**Given request:**
Everything from the line containing "Player-spacing review: tag the unopened" through the last line of the records below should be printed exactly, please, and nothing else.

**Dataset excerpts:**
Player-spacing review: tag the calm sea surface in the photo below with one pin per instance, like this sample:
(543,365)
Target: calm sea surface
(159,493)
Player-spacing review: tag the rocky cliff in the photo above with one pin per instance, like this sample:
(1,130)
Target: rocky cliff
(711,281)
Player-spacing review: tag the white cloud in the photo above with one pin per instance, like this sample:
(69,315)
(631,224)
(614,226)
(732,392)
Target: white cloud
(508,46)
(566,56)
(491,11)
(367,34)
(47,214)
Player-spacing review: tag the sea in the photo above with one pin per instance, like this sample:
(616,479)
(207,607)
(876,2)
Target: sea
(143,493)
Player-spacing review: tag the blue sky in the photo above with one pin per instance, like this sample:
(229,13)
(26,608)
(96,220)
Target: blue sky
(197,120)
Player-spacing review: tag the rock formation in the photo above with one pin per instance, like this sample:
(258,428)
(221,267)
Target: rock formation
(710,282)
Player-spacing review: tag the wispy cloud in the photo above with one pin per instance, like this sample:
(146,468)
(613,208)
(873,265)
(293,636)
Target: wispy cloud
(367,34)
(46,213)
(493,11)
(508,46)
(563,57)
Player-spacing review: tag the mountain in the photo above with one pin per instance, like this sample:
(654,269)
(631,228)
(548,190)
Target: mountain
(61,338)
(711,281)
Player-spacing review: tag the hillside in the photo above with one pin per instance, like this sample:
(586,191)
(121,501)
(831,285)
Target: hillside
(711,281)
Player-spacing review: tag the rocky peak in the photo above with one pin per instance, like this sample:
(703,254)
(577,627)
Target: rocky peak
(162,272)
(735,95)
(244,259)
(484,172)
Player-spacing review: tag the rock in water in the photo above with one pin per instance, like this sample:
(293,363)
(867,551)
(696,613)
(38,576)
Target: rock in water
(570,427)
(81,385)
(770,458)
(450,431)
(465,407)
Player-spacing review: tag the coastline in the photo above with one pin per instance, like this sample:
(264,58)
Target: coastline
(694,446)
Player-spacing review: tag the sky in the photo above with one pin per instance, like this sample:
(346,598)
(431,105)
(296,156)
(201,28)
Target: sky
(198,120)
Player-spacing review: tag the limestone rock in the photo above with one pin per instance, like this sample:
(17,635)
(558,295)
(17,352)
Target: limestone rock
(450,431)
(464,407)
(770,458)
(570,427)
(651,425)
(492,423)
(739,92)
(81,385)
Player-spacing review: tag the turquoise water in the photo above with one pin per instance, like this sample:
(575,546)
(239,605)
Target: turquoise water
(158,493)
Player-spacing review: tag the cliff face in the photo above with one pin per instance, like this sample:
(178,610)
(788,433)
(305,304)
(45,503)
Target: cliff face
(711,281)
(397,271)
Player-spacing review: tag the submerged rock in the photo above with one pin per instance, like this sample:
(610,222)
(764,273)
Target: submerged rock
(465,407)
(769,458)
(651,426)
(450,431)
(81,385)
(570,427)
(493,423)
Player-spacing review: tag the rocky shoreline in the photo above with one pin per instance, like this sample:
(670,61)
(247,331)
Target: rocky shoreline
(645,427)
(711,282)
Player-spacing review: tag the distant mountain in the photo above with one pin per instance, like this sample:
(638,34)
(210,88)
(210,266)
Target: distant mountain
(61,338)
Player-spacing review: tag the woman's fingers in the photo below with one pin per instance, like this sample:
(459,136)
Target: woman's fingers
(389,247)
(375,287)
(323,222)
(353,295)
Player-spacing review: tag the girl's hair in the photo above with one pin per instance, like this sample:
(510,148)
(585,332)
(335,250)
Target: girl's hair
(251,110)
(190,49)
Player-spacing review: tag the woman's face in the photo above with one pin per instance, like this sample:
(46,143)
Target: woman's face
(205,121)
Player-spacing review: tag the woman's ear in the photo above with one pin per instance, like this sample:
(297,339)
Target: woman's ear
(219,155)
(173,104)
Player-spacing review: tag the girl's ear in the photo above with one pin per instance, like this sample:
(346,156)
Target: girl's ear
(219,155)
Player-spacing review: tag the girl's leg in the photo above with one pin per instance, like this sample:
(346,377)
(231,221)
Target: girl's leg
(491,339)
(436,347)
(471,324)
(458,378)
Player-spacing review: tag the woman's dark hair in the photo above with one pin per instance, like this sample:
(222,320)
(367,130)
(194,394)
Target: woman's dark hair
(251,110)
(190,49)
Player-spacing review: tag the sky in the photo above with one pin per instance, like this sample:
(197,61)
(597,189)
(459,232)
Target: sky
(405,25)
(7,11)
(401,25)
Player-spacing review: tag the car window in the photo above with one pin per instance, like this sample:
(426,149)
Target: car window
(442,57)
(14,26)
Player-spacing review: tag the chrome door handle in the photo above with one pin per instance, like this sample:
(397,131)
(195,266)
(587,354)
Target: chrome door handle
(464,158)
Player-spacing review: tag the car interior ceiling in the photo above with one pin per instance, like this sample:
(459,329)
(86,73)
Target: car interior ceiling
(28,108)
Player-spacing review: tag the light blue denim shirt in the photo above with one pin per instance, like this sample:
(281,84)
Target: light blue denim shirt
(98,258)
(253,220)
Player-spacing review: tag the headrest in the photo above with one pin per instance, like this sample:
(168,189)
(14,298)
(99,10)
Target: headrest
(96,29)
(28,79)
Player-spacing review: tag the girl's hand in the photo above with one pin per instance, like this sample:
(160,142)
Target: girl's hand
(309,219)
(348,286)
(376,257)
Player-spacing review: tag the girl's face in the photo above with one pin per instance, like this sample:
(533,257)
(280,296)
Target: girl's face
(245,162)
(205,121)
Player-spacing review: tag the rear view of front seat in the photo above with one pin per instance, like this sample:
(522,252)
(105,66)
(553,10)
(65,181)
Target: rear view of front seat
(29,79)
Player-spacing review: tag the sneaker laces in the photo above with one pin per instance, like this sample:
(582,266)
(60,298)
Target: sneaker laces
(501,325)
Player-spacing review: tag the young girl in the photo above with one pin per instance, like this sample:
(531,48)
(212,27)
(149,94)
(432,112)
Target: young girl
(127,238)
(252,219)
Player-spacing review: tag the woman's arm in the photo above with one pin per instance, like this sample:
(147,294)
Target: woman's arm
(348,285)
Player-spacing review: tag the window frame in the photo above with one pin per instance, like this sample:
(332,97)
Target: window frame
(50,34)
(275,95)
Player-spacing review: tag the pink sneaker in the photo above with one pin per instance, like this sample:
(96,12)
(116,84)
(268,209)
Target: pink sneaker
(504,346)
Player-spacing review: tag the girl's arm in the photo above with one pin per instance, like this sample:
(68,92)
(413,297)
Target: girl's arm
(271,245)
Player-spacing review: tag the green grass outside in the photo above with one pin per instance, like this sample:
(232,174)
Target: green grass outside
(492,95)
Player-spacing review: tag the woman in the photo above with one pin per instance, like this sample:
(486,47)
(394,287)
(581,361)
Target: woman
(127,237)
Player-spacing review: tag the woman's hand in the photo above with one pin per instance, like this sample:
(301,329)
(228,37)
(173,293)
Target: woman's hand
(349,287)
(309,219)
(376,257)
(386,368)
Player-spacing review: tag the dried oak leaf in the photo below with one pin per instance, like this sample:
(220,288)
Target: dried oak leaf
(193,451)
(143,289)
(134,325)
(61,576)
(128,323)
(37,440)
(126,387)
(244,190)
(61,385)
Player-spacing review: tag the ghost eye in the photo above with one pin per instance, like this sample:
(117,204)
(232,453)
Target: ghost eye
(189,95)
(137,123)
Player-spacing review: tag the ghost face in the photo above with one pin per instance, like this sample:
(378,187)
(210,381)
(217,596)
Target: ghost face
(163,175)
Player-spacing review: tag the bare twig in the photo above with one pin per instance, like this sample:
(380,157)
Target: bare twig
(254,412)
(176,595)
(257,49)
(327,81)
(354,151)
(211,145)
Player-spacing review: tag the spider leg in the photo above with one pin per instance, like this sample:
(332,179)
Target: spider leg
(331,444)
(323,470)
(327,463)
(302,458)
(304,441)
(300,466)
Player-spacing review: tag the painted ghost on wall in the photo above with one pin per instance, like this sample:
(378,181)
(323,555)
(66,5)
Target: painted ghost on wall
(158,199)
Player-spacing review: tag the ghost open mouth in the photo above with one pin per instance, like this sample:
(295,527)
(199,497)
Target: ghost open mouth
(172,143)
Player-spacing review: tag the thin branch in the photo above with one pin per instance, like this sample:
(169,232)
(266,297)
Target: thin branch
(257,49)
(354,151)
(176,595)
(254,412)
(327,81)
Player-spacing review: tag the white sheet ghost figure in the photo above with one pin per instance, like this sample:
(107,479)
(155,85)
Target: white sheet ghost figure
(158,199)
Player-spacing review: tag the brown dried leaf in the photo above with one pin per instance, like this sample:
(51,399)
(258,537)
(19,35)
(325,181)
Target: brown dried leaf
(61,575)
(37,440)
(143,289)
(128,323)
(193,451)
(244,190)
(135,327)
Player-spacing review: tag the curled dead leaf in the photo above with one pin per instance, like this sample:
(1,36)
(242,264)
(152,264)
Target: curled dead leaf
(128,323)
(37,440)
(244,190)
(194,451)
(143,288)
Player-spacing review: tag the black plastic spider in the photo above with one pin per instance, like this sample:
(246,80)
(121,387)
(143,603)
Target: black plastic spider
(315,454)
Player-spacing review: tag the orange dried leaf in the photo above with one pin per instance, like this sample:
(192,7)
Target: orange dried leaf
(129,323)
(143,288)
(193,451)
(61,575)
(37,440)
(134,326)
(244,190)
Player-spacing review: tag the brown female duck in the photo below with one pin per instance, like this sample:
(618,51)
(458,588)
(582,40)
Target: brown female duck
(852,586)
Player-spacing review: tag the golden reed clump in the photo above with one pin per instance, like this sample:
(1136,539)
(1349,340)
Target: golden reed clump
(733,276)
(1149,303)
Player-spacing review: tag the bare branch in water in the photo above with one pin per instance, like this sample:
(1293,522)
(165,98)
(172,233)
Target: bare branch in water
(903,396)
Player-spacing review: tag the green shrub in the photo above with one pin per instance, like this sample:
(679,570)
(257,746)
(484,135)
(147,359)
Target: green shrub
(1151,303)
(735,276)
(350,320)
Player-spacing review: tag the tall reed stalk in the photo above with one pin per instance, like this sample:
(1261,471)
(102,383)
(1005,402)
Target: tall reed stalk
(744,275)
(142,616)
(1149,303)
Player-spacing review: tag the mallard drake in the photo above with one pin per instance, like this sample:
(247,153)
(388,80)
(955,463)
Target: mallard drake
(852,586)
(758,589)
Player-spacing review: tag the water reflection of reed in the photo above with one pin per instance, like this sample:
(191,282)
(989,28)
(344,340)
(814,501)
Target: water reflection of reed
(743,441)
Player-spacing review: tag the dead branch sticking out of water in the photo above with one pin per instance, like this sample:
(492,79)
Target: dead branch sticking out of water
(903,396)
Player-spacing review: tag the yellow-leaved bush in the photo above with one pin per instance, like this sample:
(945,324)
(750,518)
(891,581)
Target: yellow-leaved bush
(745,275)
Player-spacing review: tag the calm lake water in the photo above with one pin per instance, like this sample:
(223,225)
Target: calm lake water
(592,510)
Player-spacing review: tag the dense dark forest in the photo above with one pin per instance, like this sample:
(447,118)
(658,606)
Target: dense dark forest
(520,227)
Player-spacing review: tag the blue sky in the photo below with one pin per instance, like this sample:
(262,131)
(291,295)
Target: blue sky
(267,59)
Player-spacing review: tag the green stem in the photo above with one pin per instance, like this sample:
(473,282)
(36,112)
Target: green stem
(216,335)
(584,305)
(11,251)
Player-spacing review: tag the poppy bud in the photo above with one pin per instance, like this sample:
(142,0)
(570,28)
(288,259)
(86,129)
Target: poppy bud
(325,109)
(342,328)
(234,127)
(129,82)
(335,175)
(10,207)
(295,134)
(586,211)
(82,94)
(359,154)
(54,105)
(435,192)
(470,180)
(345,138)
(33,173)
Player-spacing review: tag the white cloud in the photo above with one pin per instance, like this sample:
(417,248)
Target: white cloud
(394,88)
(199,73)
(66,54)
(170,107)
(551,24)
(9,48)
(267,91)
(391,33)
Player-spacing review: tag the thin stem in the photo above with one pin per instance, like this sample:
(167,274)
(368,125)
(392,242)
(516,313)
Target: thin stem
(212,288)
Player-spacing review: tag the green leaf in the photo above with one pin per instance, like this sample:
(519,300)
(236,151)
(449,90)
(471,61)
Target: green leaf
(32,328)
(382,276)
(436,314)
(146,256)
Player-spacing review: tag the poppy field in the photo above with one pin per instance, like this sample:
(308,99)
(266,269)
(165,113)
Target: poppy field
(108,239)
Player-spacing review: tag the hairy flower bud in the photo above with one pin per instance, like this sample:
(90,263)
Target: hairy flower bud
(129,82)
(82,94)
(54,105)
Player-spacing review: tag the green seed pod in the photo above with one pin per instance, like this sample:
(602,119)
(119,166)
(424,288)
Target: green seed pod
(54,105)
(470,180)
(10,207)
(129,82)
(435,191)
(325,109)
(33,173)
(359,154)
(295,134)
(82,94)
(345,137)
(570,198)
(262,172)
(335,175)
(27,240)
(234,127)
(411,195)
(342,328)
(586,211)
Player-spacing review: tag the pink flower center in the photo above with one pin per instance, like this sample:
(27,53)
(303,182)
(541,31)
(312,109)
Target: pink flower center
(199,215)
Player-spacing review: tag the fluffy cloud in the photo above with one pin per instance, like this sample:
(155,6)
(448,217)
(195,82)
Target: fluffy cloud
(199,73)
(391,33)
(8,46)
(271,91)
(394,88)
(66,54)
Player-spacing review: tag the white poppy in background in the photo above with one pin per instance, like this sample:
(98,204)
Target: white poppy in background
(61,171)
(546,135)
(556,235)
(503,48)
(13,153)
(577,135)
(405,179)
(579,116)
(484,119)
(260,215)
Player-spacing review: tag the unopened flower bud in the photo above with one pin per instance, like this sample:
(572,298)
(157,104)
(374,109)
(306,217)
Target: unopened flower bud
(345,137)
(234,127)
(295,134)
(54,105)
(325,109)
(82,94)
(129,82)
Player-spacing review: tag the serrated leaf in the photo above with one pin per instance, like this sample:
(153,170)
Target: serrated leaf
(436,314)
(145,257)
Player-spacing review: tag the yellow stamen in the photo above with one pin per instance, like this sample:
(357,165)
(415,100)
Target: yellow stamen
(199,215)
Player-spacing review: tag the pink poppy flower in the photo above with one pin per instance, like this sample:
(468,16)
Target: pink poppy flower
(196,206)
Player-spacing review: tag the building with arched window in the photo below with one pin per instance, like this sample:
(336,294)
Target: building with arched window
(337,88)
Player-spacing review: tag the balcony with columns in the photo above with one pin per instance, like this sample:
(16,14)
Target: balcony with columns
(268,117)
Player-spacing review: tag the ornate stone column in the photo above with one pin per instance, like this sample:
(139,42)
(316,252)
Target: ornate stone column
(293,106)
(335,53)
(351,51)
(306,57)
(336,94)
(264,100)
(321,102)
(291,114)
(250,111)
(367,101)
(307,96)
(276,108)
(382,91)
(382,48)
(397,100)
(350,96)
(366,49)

**Final answer:**
Player-spacing review: tag the unopened flower bud in the photo above with one pin per instance, like this sample:
(572,298)
(157,104)
(374,109)
(306,217)
Target: unopened flower bud
(345,137)
(234,127)
(295,134)
(54,105)
(325,109)
(82,94)
(129,82)
Player-spacing review: tag the serrated leaf in the photo above with one pin per instance, like this sample:
(153,170)
Target: serrated leaf
(436,314)
(145,257)
Player-spacing review: tag the yellow stamen in the photo above with one pin per instance, like this sample:
(357,165)
(415,100)
Target: yellow stamen
(199,215)
Player-spacing review: tag the pink poppy flower in the photo above with one pin per instance, like this sample:
(468,16)
Target: pink poppy flower
(196,206)
Player-spacing review: tag the building with arched window in the photo below with one pin per instance, like this sample:
(336,294)
Target: building with arched window
(337,88)
Player-spacing review: tag the balcony with columns in the photo above with one pin per instance, like this sample:
(16,14)
Target: balcony with columns
(268,117)
Player-spacing review: tag the ornate stone column in the photo above with one pin per instance, like this sample:
(139,42)
(316,252)
Target: ornate stone column
(293,106)
(335,53)
(351,51)
(306,57)
(336,94)
(264,100)
(321,102)
(291,114)
(250,111)
(367,101)
(307,96)
(276,108)
(382,91)
(382,48)
(397,100)
(350,96)
(366,49)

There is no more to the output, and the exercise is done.